WORK TASK
All records given below must be printed word for word.
[SUPPLIED MATERIAL]
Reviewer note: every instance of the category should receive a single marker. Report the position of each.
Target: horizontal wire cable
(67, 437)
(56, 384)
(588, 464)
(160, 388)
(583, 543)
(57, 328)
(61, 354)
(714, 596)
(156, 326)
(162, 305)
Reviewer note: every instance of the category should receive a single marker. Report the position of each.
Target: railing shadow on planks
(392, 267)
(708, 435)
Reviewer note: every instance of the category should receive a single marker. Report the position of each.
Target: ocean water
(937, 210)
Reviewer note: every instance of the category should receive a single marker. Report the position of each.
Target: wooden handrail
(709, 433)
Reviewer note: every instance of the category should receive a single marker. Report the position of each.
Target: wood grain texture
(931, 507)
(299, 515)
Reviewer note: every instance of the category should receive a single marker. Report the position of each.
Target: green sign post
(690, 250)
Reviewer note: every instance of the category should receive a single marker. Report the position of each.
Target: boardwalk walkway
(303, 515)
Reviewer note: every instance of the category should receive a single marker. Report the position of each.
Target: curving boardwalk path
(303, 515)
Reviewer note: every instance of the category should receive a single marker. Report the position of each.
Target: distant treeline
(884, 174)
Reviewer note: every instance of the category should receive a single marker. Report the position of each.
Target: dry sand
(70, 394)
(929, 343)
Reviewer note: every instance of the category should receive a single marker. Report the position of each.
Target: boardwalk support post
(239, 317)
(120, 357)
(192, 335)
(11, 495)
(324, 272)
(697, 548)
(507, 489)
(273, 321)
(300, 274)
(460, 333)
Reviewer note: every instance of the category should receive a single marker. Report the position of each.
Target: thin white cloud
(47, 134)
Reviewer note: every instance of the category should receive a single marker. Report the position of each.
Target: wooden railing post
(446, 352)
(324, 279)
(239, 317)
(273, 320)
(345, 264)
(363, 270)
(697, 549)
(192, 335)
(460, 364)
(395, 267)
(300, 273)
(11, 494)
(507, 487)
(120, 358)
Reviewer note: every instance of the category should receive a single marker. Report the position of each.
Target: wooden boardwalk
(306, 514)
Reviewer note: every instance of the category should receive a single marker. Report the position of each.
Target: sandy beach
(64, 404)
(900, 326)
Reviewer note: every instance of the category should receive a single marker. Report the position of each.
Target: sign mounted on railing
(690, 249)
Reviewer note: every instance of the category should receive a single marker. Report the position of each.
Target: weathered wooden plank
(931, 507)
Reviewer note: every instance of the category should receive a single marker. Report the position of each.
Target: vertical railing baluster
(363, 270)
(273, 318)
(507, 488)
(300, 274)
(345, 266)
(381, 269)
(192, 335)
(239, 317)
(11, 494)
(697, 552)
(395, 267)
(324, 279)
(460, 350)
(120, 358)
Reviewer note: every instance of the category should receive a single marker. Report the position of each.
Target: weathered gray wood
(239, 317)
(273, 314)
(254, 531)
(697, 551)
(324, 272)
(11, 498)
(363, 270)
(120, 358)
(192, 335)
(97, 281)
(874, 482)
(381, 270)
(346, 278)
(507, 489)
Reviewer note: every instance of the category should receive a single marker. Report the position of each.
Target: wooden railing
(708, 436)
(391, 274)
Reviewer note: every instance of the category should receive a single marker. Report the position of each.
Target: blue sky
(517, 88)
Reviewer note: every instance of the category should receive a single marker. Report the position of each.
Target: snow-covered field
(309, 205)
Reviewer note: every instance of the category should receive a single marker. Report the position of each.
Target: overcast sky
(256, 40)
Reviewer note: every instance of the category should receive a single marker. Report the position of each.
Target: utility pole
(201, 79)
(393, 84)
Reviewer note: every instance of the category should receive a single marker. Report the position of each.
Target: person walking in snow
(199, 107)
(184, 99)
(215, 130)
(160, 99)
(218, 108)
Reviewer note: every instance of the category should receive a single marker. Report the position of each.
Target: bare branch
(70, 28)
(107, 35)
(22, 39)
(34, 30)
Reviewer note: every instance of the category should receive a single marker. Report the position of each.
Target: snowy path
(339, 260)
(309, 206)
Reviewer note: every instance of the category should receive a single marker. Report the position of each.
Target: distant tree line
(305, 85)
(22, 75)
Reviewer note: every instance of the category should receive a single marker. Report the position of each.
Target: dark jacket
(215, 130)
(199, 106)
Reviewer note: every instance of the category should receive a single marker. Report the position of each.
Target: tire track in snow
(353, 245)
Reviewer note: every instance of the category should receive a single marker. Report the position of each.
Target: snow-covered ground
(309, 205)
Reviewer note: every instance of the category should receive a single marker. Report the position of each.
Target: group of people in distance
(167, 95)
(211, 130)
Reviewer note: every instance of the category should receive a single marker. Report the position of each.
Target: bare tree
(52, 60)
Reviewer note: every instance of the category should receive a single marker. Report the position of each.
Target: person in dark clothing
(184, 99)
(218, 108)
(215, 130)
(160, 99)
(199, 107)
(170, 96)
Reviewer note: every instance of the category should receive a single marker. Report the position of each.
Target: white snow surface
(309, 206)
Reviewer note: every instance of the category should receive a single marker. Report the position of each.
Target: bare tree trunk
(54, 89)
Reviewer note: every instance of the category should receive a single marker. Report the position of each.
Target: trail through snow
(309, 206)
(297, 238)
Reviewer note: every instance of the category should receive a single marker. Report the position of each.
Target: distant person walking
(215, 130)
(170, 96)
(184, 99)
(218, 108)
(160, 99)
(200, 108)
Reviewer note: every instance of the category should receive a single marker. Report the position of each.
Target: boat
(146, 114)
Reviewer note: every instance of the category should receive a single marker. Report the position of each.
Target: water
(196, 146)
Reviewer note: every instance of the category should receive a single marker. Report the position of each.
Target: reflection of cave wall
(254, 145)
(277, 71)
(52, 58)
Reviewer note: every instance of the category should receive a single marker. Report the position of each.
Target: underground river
[/SUPPLIED MATERIAL]
OUTPUT OF THE TASK
Reviewer note: every instance of the category should receive a single marker. Report the position of each.
Target: horizontal wire cable
(67, 437)
(56, 384)
(588, 464)
(160, 388)
(583, 543)
(57, 328)
(61, 354)
(714, 596)
(156, 326)
(162, 305)
Reviewer note: every instance of the category should receive a single marker. Report the position of each.
Target: railing shadow on planks
(392, 267)
(708, 435)
Reviewer note: every instance of the category should receive a single marker. Report the position of each.
Target: ocean water
(937, 210)
Reviewer note: every instance of the category should receive a single marker. Report the position of each.
Target: wooden handrail
(709, 433)
Reviewer note: every instance of the category should receive a single marker. Report the position of each.
Target: wood grain texture
(931, 507)
(299, 515)
Reviewer note: every instance of the category should receive a single marker. Report the position of each.
Target: green sign post
(690, 250)
Reviewer note: every instance of the category should receive a single marker. Report the position of each.
Target: boardwalk walkway
(303, 515)
Reviewer note: every instance of the category should receive a single marker. Report the position of each.
Target: curving boardwalk path
(303, 515)
Reviewer note: every instance of the category should receive a single marker. Report the position of each.
Target: distant treeline
(884, 174)
Reviewer note: every instance of the category should receive a single marker. Report the position of each.
Target: dry sand
(70, 394)
(929, 343)
Reviewer note: every instance of the category should receive a single marker. Report the position of each.
Target: boardwalk support post
(239, 317)
(120, 357)
(192, 335)
(11, 495)
(324, 272)
(697, 548)
(507, 489)
(273, 321)
(300, 274)
(460, 333)
Reviewer note: every instance of the category should receive a single marker. Report the position of each.
Target: thin white cloud
(47, 134)
Reviewer note: every instance of the category should receive a single marker. Report the position of each.
Target: wooden railing post
(446, 352)
(324, 279)
(239, 317)
(273, 320)
(345, 264)
(363, 270)
(697, 549)
(192, 335)
(460, 364)
(395, 267)
(300, 273)
(11, 494)
(507, 487)
(120, 358)
Reviewer note: every instance of the category should receive a single marker. Report the position of each.
Target: wooden boardwalk
(306, 514)
Reviewer note: every instance of the category should receive a single marker. Report the position of each.
Target: sandy beach
(64, 404)
(900, 326)
Reviewer note: every instance of the category should receive a single marker. Report the position of each.
Target: sign mounted on railing
(690, 249)
Reviewer note: every instance of the category should receive a single marker. Report the position of each.
Target: weathered wooden plank
(931, 507)
Reviewer note: every instance of the category should receive a single marker. Report the position of each.
Target: vertical railing baluster
(363, 270)
(273, 318)
(507, 488)
(300, 274)
(345, 266)
(381, 269)
(192, 335)
(239, 317)
(11, 494)
(697, 552)
(395, 267)
(324, 279)
(460, 350)
(120, 358)
Reviewer note: every instance of the category should receive a single marker. Report the position of each.
Target: weathered gray wood
(239, 317)
(273, 314)
(254, 531)
(697, 551)
(324, 272)
(11, 498)
(363, 270)
(120, 358)
(192, 335)
(97, 281)
(874, 482)
(381, 270)
(346, 278)
(507, 489)
Reviewer note: every instance of the category should receive a single marker. Report the position of each.
Target: wooden railing
(708, 436)
(391, 274)
Reviewer note: every instance of the category should receive a single marker. Report the position of each.
Target: blue sky
(517, 88)
Reviewer note: every instance of the category should receive a single marker. Report the position of each.
Target: snow-covered field
(309, 205)
Reviewer note: every instance of the category should receive a single marker. Report the position of each.
Target: overcast sky
(256, 40)
Reviewer note: every instance of the category should receive a single marker. Report the position of each.
Target: utility pole
(201, 79)
(393, 84)
Reviewer note: every instance of the category should receive a single marker. Report the position of each.
Target: person walking in snow
(199, 107)
(184, 99)
(215, 130)
(160, 99)
(218, 108)
Reviewer note: every instance of the category should receive a single marker. Report the position of each.
Target: bare branch
(70, 28)
(107, 35)
(22, 39)
(34, 30)
Reviewer note: every instance of the category should receive a single marker. Report the position of each.
Target: snowy path
(339, 260)
(309, 206)
Reviewer note: every instance of the category should receive a single marker. Report the position of each.
Target: distant tree line
(305, 85)
(22, 75)
Reviewer note: every instance of the category should receive a single marker. Report the position of each.
Target: dark jacket
(215, 130)
(199, 106)
Reviewer note: every instance of the category should receive a single marker. Report the position of each.
Target: tire track in snow
(353, 245)
Reviewer note: every instance of the category should receive a single marker. Report the position of each.
Target: snow-covered ground
(309, 205)
Reviewer note: every instance of the category should receive a single marker. Report the position of each.
Target: group of people in distance
(167, 95)
(211, 130)
Reviewer note: every instance of the category should receive a single marker. Report the position of each.
Target: bare tree
(52, 60)
Reviewer note: every instance of the category should receive a single marker. Report the position of each.
Target: person in dark clothing
(184, 99)
(218, 108)
(215, 130)
(160, 99)
(199, 107)
(170, 96)
Reviewer note: every instance of the category should receive a single marker. Report the position of each.
Target: white snow surface
(309, 206)
Reviewer note: every instance of the category should receive a single marker. Report the position of each.
Target: bare tree trunk
(54, 89)
Reviewer note: every instance of the category should receive a single marker. Report the position of each.
Target: trail through snow
(309, 206)
(297, 238)
Reviewer note: every instance of the category should receive a single marker. Report the position of each.
Target: distant person walking
(215, 130)
(170, 96)
(184, 99)
(218, 108)
(160, 99)
(200, 108)
Reviewer note: every instance of the category should receive a single marker. Report the position of each.
Target: boat
(146, 114)
Reviewer note: every instance of the category should receive a single marker. Report the position of each.
Target: water
(196, 146)
Reviewer note: every instance of the category should receive a single marker. Report the position of each.
Target: reflection of cave wall
(254, 145)
(277, 71)
(52, 58)
Reviewer note: every instance of the category should receive a single marker. Report the position of each.
Target: underground river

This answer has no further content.